__TASK REQUIREMENTS__:
Recast the material below as a Markdown table with the columns "No." and "Text", giving each nonblank line its own numbered row. Leave the pictures out.
____ PROVIDED DATA
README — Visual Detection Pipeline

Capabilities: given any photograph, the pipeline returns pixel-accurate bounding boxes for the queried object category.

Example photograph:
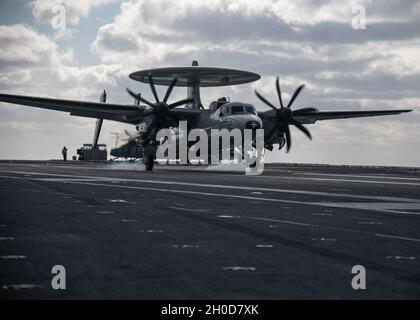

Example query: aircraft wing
[293,109,412,124]
[0,94,144,124]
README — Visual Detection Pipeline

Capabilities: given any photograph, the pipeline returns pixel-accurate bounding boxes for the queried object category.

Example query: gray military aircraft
[0,61,412,170]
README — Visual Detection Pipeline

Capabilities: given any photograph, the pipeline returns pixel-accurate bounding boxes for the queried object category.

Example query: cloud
[29,0,118,25]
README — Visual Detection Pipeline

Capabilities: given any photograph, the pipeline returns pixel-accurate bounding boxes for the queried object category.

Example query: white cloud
[29,0,118,25]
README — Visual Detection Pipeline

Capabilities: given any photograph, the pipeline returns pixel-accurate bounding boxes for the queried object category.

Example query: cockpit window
________
__CORRECT ANSWER__:
| No. | Text |
|---|---|
| 1 | README — Visual Detection Pipeline |
| 2 | Capabilities: given any photograph, the pipeline returns pixel-accurate bounding boxes for the queried object category. |
| 3 | Example photograph: |
| 4 | Example query: aircraft wing |
| 5 | [293,109,412,124] |
| 6 | [0,94,144,124] |
| 7 | README — Visual Detection Pipeline |
| 8 | Capabilities: given any photograph, the pipeline returns pixel-accurate bounding boxes for the queried object category. |
| 9 | Example query: gray military aircraft |
| 10 | [0,61,412,170] |
| 11 | README — Visual Detection Pipeline |
| 12 | Capabilities: given any photograph, the pipeline returns pixel-accurate bounding boxes for the queried object category. |
| 13 | Example query: cloud |
| 14 | [29,0,118,25] |
| 15 | README — Visual Detection Pipeline |
| 16 | Capabilities: given any photograph, the pipeline returns pixel-accurate bounding boxes for the queried object category. |
| 17 | Example query: white cloud |
| 18 | [29,0,118,25] |
| 19 | README — Visual Detection Pipeline |
| 20 | Capabilities: given any photograph, the pipeline returns pixel-accurate bounding boxes for the queried object category. |
| 21 | Example query: cockpit window |